1104_wikster

Op 4 november 1653 werd een zonde opgebiecht voor de kerkenraad van Gramsbergen. Die biecht is beschreven in een van de bewaard gebleven doop-, trouw- en lidmatenboeken. Gerrit Warners’ huisvrouw was kennelijk doodziek. Zij had haar man gesmeekt om hulp te zoeken bij een zgn. ‘wikstar’ of ‘duivelskonstenaersche’ (een duivelskunstenaar of onttoveringsspecialist) en dat was natuurlijk uit den boze. De letterlijke transcriptie van de tekst luidt:

“Den 4. novembris A(nn)o 1653 is onse e(rwaarde) kerkenraet gecompareert ende heeft doen citeeren Gerreit Warners ehman van Loden Anna, dewelke bekende, dat hij door hart andringen van sijn vrou bovengemelt, in haer krankheit was bewogen te gaen na seeker wikstar off duivelskonstenaersche om van die raet t’v(er)soeken. Daerover hij dan uit den woorde Gods eernstlijk bestraft zijnde, heeft met traenen sijn schuldt bekent ende oprechtelijk belooft nummermeer sodanen gruwel wederom te sullen inwilligen, maer eernstlijk Godt anroepen, dat hij hem dese grove sonden uit genaden wille quijtschelden ende bij dese nu afgegeven belofte starken. Hijrop heft de erw(aarde) kerkenraet geordeelt nodich te zijn dat Gerreit voorschr(even) om die alhijr geergerde ledematen op te richten ende zijn berou te rechte te beproeven, van het nachtmael des heren tot het an tokomstigen Paesschen gesuspendiert en afgesondert solde blijven, t’welk hij met ehrbiedinge angenomen ende gehoorsamheit hijrin heiliglijk belooft heeft”.

**Instructies bij opdrachten**:
- a) Vat de tekst over de biecht in Gramsbergen samen in twee zinnen.
- b) Tot wanneer werd Gerrit Warners volgens de tekst over de biecht in Gramsbergen van het avondmaal uitgesloten?

**Gegevensrecords**:
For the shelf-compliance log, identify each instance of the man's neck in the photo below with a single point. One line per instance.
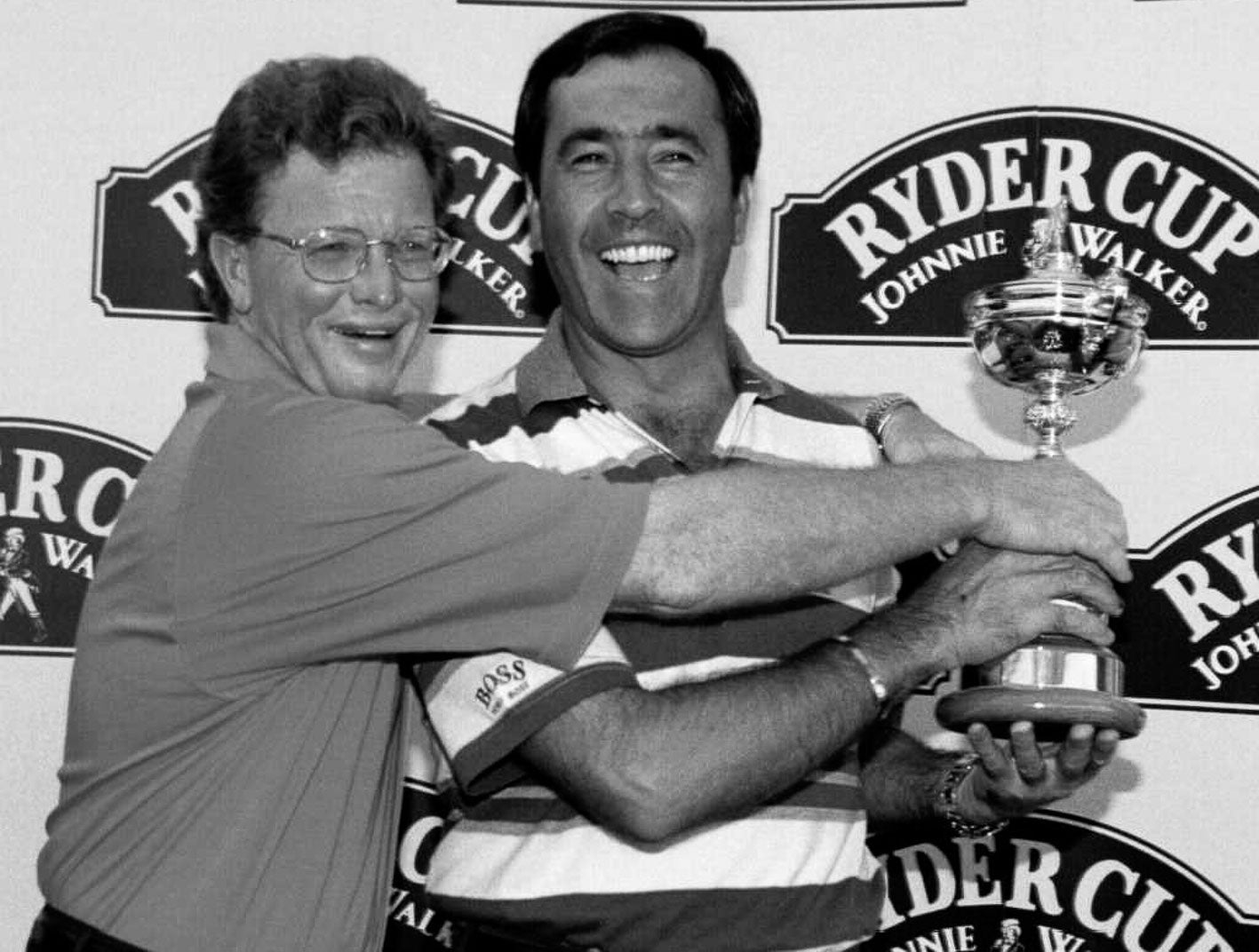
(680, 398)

...

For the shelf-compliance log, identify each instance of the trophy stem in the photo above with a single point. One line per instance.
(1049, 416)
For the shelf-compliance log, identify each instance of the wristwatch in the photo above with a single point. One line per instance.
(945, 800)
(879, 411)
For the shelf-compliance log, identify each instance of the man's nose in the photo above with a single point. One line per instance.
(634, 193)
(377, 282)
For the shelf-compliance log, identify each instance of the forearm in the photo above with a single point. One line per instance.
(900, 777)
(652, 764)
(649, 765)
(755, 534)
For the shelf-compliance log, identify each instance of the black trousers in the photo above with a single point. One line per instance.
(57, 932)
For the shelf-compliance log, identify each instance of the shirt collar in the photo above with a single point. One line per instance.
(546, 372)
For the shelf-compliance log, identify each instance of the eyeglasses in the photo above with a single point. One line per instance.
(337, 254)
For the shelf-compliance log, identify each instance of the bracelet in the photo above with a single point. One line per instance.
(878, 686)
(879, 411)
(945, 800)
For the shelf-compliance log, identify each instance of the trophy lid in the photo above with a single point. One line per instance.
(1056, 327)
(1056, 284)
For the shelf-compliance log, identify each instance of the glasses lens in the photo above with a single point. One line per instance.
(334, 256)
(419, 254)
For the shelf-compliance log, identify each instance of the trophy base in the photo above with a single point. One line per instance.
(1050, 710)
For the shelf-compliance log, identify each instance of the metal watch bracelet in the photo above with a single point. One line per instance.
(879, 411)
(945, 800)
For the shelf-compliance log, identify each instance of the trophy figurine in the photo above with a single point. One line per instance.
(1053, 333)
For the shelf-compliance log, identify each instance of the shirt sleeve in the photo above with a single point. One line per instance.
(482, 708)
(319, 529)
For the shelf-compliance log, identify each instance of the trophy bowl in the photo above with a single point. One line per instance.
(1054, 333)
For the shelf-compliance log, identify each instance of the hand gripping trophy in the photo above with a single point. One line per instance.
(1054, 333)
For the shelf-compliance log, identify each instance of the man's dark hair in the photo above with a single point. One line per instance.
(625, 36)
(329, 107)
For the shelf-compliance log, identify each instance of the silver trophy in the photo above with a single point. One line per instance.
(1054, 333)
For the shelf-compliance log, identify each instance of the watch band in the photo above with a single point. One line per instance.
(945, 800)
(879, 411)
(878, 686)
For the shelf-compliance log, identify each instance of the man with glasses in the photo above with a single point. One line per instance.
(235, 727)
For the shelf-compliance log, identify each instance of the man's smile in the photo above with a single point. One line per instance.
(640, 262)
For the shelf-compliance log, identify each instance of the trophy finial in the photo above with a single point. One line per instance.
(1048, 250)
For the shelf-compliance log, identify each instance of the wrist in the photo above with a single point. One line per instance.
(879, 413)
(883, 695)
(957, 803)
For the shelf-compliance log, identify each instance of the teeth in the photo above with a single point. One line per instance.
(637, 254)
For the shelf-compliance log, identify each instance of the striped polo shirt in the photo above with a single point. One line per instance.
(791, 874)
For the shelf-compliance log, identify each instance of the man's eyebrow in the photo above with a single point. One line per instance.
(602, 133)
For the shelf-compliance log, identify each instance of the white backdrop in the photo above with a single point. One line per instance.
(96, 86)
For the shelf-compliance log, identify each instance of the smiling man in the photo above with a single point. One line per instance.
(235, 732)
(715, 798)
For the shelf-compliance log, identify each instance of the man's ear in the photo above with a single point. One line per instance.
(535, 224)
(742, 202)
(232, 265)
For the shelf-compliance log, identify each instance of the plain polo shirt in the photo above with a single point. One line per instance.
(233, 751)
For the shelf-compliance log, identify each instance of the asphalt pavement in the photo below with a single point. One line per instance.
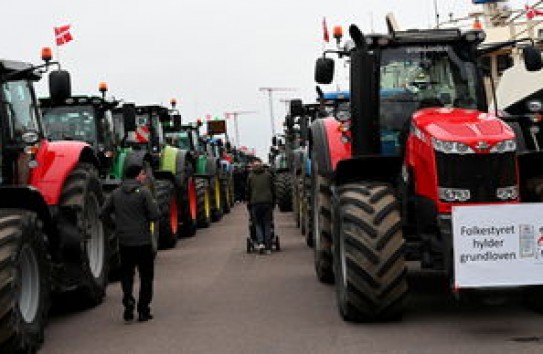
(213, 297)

**Antwoorden per opdracht**:
- a) Op 4 november 1653 bekende Gerrit Warners voor de kerkenraad van Gramsbergen dat hij op aandringen van zijn zieke vrouw raad was gaan vragen bij een wikster of duivelskunstenares. Hij beloofde met tranen dit nooit meer te doen, waarop de kerkenraad hem tot het komende Pasen van het avondmaal uitsloot, wat hij eerbiedig aanvaardde.

- b) Tot het komende Pasen.